··· Data to process ···

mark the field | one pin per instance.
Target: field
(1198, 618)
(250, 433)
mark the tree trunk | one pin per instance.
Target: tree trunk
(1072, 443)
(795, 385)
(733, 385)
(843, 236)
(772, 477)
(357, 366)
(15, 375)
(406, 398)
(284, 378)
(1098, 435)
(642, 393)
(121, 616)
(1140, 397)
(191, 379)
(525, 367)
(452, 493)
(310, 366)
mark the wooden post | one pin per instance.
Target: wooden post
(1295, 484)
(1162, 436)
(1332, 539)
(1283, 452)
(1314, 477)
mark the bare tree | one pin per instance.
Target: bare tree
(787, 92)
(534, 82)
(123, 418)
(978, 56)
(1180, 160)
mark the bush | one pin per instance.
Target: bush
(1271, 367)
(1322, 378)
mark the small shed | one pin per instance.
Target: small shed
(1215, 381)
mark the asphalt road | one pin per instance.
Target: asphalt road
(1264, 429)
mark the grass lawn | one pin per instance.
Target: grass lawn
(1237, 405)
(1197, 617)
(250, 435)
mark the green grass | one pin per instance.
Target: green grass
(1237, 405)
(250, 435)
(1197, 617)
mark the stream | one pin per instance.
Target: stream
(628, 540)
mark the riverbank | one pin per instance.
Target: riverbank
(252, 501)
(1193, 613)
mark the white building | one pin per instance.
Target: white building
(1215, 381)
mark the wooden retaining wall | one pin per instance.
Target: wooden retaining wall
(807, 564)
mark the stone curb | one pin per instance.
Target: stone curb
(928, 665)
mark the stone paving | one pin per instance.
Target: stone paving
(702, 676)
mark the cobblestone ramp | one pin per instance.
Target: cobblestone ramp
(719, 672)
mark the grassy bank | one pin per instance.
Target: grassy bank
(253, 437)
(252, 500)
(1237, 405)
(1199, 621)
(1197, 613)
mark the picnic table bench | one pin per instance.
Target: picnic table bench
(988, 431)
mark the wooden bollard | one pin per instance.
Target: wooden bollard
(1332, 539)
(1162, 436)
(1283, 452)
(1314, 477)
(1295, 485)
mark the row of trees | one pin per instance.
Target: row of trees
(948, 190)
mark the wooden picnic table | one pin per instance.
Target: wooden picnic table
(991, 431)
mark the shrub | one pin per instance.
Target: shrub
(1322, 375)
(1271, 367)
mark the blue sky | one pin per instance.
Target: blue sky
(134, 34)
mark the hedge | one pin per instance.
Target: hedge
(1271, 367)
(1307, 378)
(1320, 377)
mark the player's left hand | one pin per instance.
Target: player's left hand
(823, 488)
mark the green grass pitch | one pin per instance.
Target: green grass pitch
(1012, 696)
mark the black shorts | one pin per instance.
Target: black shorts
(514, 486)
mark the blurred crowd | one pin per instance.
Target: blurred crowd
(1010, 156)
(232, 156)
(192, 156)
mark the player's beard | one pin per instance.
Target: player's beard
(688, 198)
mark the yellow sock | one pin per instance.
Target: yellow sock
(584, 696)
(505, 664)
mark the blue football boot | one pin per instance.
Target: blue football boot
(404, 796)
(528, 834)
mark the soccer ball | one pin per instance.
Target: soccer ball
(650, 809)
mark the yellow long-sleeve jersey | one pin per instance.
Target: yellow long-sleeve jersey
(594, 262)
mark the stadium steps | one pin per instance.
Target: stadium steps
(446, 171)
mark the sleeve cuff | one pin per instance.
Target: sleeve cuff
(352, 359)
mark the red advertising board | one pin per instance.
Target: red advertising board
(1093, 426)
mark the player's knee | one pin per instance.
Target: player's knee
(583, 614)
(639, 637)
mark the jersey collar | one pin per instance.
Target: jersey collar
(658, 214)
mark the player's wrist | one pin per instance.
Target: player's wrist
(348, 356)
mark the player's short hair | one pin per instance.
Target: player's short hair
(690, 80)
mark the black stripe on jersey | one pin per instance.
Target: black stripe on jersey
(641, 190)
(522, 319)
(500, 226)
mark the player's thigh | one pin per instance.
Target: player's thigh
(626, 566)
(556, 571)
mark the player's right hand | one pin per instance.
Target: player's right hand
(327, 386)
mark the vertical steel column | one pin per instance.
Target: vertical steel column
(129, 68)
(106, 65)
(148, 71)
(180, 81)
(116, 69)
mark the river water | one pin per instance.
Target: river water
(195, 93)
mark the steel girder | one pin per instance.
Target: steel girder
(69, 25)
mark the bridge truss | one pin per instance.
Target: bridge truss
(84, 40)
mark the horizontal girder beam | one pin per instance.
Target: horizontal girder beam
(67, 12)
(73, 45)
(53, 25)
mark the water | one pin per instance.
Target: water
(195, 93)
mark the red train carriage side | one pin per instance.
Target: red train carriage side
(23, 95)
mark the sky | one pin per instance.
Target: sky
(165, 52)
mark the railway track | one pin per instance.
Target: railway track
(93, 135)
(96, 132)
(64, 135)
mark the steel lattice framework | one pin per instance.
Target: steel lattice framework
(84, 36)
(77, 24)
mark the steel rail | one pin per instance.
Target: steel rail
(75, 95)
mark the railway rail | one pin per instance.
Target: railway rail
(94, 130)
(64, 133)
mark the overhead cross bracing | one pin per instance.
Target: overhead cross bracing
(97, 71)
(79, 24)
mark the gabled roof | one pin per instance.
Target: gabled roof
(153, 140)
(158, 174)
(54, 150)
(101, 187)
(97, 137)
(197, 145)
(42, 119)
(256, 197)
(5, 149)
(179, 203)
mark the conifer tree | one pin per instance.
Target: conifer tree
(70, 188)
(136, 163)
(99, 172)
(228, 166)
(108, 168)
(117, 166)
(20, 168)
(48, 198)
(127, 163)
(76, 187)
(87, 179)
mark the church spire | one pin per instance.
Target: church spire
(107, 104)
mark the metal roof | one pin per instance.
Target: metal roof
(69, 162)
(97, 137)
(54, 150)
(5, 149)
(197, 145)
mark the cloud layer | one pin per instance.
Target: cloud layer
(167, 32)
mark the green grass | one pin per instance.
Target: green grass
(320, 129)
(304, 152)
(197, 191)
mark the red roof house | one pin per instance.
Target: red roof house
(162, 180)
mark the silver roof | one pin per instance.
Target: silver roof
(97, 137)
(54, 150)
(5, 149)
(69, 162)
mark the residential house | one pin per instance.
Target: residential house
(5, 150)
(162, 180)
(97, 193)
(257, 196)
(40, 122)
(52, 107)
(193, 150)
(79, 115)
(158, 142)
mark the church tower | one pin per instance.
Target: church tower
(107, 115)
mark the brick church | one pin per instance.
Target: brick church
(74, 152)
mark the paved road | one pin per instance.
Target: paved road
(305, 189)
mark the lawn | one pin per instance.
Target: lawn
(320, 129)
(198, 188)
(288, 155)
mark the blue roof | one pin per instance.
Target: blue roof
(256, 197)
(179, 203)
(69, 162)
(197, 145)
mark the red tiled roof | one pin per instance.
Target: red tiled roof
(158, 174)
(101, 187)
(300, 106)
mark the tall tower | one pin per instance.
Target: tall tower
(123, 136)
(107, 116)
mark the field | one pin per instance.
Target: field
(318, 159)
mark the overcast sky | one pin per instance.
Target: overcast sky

···

Task description »
The answer is a number alone: how many lines of the data contain the string "overcast"?

Finished task »
2